■ **Document text**
[START]

We include in our evaluation a number of commonly used full-reference image quality metrics, including the mean square error (MSE), peak signal to noise ratio (PSNR), structural similarity index (SSIM) (Wang et al. 2004), multi-scale SSIM (MSSIM) (Wang et al. 2003), information fidelity criterion (IFC) (Sheikh et al. 2005), universal quality index (UQI) (Wang and Bovik 2002), VIF (Sheikh and Bovik 2006), and pixel based VIF. In addition to those metrics, we consider HDR-VDP-2.2 (Narwaria et al. 2015b), HDR-VQM (Narwaria et al. 2015a), additional full-reference metrics recently proposed for HDR video such as mPSNR, tPSNR, CIE \(\Delta {}E\) 2000 (Tourapis and Singer 2015), and spatial extension of CIE \(\Delta {}E\) 2000 (Zhang and Wandell 1997) which is computed with S-CIELAB model.

[END]

Object position labeling listing:
[START]

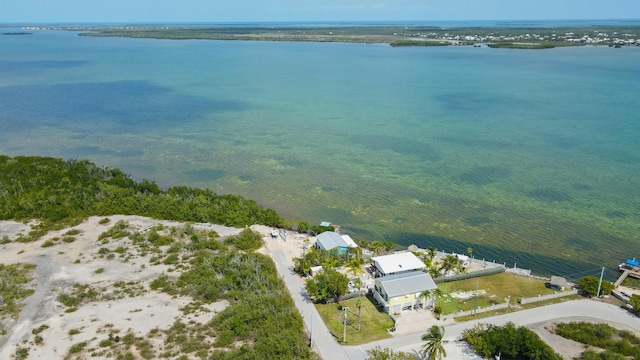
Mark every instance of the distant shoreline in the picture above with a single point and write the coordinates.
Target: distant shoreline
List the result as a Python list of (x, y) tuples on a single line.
[(505, 34)]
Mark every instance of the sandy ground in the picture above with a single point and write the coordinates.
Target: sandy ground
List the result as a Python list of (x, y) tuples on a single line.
[(64, 264)]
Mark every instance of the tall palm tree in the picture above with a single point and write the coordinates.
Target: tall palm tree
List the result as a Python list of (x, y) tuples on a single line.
[(355, 266), (426, 295), (433, 347)]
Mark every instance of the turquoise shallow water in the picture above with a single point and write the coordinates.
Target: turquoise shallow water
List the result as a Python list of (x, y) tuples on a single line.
[(528, 157)]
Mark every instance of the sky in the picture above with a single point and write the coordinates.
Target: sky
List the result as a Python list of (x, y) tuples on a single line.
[(214, 11)]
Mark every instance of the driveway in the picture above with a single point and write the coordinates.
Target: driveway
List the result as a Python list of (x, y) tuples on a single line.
[(323, 341), (586, 309)]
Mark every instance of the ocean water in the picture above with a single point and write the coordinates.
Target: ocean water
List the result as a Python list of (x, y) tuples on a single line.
[(529, 157)]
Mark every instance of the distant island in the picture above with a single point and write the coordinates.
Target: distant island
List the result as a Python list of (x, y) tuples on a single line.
[(394, 35)]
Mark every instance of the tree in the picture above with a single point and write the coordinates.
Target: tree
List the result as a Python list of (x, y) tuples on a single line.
[(302, 265), (433, 347), (355, 266), (377, 247), (426, 295), (359, 307), (432, 252), (589, 285), (449, 263), (635, 302)]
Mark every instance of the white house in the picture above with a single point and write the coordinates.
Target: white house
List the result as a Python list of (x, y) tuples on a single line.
[(404, 291), (396, 263)]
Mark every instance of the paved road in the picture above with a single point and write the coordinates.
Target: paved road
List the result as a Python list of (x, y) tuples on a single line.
[(578, 308), (323, 340)]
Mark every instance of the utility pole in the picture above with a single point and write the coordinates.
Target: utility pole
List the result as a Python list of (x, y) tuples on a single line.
[(600, 283), (344, 333), (311, 332), (475, 300)]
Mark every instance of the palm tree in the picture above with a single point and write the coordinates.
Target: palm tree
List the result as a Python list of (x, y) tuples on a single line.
[(432, 252), (355, 266), (433, 346), (359, 307)]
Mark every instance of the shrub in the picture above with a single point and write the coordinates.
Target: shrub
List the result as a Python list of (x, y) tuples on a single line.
[(76, 348), (47, 243)]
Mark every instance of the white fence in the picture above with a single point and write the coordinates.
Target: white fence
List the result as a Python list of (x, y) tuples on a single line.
[(547, 297), (481, 310)]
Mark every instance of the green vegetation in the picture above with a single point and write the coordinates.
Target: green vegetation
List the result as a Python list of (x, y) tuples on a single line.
[(328, 284), (497, 288), (374, 322), (617, 343), (508, 341), (401, 43), (510, 37), (380, 353), (634, 301), (62, 193), (14, 279), (433, 347), (261, 312), (528, 45), (589, 285)]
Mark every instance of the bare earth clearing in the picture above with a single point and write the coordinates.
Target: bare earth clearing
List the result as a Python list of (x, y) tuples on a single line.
[(134, 308), (61, 266)]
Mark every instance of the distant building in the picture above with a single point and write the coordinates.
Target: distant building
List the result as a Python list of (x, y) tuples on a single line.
[(558, 283), (330, 240), (396, 263), (404, 291)]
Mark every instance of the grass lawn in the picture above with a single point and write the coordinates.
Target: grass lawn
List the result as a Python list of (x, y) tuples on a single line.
[(373, 323), (497, 287)]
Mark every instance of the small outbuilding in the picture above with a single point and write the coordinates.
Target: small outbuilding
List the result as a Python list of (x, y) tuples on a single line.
[(558, 283), (330, 240)]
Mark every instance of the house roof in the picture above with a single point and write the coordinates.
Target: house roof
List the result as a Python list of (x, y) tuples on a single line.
[(397, 262), (330, 240), (349, 241), (407, 283)]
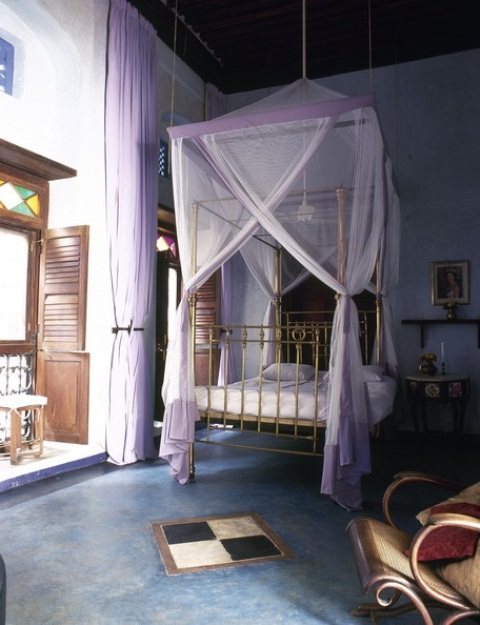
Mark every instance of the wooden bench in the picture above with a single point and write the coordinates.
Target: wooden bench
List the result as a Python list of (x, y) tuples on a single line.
[(387, 561)]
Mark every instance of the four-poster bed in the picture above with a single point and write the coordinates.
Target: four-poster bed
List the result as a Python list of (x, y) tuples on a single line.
[(305, 170)]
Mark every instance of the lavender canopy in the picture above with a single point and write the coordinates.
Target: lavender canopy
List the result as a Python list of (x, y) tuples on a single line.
[(305, 169)]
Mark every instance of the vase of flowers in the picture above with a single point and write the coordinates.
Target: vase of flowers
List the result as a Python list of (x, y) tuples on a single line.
[(426, 364)]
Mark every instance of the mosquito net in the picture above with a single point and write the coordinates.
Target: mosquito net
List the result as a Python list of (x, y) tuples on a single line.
[(305, 170)]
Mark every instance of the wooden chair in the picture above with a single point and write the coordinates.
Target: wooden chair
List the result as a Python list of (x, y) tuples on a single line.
[(15, 444), (390, 562)]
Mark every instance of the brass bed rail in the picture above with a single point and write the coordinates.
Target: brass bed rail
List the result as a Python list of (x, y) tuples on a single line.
[(293, 344)]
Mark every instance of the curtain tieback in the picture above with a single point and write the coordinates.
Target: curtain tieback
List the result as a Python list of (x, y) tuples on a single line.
[(128, 329)]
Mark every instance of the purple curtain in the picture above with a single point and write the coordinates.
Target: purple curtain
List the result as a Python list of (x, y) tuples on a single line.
[(131, 200)]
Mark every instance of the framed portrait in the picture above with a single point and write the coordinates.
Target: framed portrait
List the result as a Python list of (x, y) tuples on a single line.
[(450, 282)]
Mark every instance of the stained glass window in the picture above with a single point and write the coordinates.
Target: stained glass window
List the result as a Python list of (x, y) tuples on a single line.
[(6, 66), (19, 199), (163, 160)]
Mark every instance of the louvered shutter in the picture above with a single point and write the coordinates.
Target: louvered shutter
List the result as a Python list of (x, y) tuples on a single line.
[(62, 365), (63, 283)]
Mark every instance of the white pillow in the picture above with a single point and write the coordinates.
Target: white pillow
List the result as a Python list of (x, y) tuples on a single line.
[(371, 373), (288, 372)]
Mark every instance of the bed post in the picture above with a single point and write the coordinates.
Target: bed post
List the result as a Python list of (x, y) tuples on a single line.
[(378, 311), (192, 299), (341, 233)]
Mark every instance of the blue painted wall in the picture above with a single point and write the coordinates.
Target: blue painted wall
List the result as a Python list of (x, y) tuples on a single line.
[(430, 114)]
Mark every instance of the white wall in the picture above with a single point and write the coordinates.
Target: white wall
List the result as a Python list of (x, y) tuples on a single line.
[(429, 112), (57, 110)]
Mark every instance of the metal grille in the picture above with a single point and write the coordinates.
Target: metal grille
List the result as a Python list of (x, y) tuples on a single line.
[(16, 377)]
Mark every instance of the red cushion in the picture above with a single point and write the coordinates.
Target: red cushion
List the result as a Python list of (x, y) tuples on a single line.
[(450, 543)]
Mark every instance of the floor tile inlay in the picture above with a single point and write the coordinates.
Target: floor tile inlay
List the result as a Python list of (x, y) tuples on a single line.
[(217, 542)]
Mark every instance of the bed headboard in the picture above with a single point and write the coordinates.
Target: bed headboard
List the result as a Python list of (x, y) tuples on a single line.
[(302, 338)]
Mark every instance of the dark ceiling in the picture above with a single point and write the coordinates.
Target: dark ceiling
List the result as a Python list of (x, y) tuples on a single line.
[(239, 45)]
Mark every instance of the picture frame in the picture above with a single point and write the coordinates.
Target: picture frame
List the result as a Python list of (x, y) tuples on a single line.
[(450, 282)]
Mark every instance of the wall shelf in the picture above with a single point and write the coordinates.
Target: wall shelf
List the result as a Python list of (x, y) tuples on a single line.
[(423, 323)]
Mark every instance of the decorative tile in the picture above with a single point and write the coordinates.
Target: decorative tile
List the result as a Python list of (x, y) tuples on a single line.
[(217, 542)]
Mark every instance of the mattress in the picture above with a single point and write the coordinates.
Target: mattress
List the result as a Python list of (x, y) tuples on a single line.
[(228, 399)]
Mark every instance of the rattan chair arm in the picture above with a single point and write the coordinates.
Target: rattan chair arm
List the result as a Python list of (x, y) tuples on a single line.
[(409, 477)]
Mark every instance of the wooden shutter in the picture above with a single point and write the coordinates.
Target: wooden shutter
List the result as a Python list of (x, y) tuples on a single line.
[(207, 312), (62, 365), (208, 307), (63, 285)]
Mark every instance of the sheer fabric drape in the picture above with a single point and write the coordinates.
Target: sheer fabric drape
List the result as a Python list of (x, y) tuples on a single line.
[(131, 191), (305, 168)]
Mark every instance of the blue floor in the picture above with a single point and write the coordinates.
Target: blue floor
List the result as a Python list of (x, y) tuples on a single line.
[(79, 548)]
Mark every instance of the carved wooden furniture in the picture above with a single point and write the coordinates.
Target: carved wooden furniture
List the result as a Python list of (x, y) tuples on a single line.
[(452, 389), (390, 562), (22, 426)]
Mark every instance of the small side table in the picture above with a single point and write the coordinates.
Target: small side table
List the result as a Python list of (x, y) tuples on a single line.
[(452, 389)]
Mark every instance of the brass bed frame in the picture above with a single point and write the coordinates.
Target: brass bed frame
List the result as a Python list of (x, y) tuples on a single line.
[(301, 338)]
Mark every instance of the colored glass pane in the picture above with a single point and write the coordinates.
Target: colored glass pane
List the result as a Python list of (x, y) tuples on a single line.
[(19, 199)]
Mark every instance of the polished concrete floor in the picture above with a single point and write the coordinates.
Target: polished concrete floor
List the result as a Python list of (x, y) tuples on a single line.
[(79, 547)]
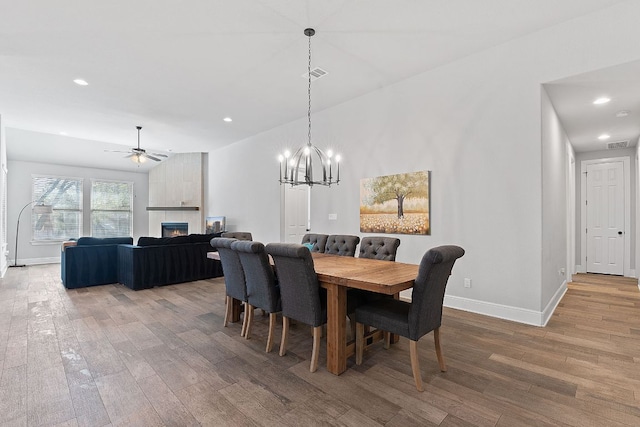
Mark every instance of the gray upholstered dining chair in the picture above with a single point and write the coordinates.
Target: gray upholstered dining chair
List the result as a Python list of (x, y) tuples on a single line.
[(234, 280), (417, 318), (240, 235), (302, 298), (262, 289), (341, 244), (319, 241), (379, 247)]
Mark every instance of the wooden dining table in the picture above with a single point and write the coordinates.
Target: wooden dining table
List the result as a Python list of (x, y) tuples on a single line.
[(337, 274)]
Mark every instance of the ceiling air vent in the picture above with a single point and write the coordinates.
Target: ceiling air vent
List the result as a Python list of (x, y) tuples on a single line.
[(316, 73), (617, 144)]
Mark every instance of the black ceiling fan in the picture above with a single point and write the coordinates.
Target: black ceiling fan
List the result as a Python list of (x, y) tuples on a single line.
[(140, 155)]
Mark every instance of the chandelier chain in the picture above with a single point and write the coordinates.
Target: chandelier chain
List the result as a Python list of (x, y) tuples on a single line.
[(297, 169), (309, 92)]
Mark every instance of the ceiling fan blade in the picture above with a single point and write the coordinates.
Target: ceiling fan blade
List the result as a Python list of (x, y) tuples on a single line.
[(150, 157)]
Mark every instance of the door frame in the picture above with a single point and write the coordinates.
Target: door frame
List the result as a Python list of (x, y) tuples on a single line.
[(626, 164), (283, 208)]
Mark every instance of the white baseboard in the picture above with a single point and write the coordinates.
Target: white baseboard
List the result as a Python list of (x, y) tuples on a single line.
[(36, 261), (553, 303), (515, 314)]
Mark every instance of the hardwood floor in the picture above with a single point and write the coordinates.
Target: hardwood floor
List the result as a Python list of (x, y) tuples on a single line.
[(107, 355)]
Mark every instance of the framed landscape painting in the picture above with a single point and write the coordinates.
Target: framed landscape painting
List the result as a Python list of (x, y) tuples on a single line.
[(396, 204), (214, 224)]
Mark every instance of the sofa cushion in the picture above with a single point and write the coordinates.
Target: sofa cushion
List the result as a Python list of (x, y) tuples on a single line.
[(93, 241)]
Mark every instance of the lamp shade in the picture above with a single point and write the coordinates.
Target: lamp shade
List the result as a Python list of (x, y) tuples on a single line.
[(42, 209)]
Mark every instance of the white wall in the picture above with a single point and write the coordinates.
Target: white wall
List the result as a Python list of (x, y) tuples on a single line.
[(554, 207), (20, 192), (476, 124), (3, 206)]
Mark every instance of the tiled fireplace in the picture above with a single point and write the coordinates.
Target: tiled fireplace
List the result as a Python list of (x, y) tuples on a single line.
[(172, 229)]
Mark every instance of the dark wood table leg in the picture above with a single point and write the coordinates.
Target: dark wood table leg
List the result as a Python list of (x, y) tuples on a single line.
[(336, 328), (395, 337), (236, 309)]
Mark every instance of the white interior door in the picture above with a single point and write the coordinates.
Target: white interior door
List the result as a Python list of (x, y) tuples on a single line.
[(296, 213), (605, 218)]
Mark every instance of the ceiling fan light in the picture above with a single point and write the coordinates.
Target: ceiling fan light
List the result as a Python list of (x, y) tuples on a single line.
[(138, 158)]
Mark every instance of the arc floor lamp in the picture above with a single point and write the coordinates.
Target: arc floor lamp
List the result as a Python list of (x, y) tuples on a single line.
[(38, 209)]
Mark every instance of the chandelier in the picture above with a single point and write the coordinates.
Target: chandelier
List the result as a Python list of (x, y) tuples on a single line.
[(297, 169)]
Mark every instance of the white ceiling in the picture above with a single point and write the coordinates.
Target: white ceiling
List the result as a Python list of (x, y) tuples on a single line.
[(583, 121), (179, 68)]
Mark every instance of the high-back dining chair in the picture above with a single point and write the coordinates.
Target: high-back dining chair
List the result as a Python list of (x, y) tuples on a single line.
[(379, 247), (319, 241), (302, 298), (239, 235), (417, 318), (341, 244), (262, 290), (234, 280)]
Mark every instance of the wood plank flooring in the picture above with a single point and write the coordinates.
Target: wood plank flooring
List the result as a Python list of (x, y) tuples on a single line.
[(107, 355)]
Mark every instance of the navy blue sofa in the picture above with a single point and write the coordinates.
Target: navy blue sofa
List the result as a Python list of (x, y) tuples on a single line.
[(167, 260), (91, 262)]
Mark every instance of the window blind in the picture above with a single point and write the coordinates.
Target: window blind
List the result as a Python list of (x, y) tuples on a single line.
[(111, 208), (65, 197)]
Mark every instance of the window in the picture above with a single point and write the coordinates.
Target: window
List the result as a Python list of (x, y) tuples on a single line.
[(111, 214), (65, 197)]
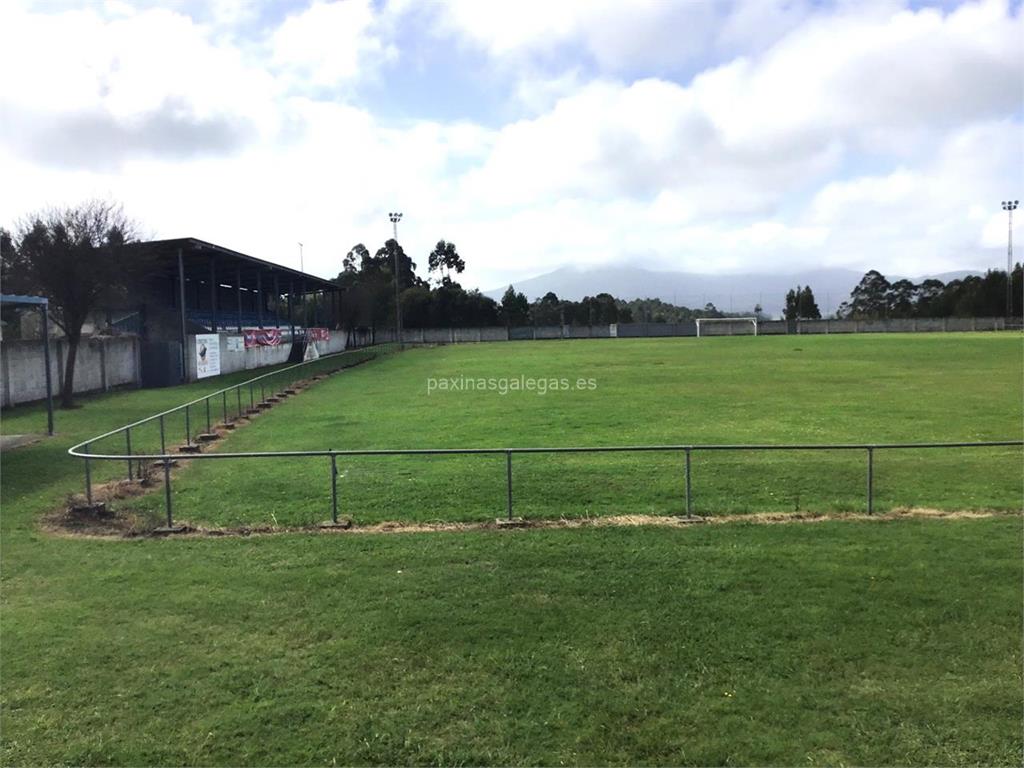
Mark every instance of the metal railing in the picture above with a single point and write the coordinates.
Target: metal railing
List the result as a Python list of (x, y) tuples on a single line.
[(232, 407), (688, 451)]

[END]

Write out, word for word, the stretch of the passage on image quality metrics that opens with the words containing "We include in" and closes with "with S-CIELAB model.".

■ **Written answer**
We include in our evaluation a number of commonly used full-reference image quality metrics, including the mean square error (MSE), peak signal to noise ratio (PSNR), structural similarity index (SSIM) (Wang et al. 2004), multi-scale SSIM (MSSIM) (Wang et al. 2003), information fidelity criterion (IFC) (Sheikh et al. 2005), universal quality index (UQI) (Wang and Bovik 2002), VIF (Sheikh and Bovik 2006), and pixel based VIF. In addition to those metrics, we consider HDR-VDP-2.2 (Narwaria et al. 2015b), HDR-VQM (Narwaria et al. 2015a), additional full-reference metrics recently proposed for HDR video such as mPSNR, tPSNR, CIE \(\Delta {}E\) 2000 (Tourapis and Singer 2015), and spatial extension of CIE \(\Delta {}E\) 2000 (Zhang and Wandell 1997) which is computed with S-CIELAB model.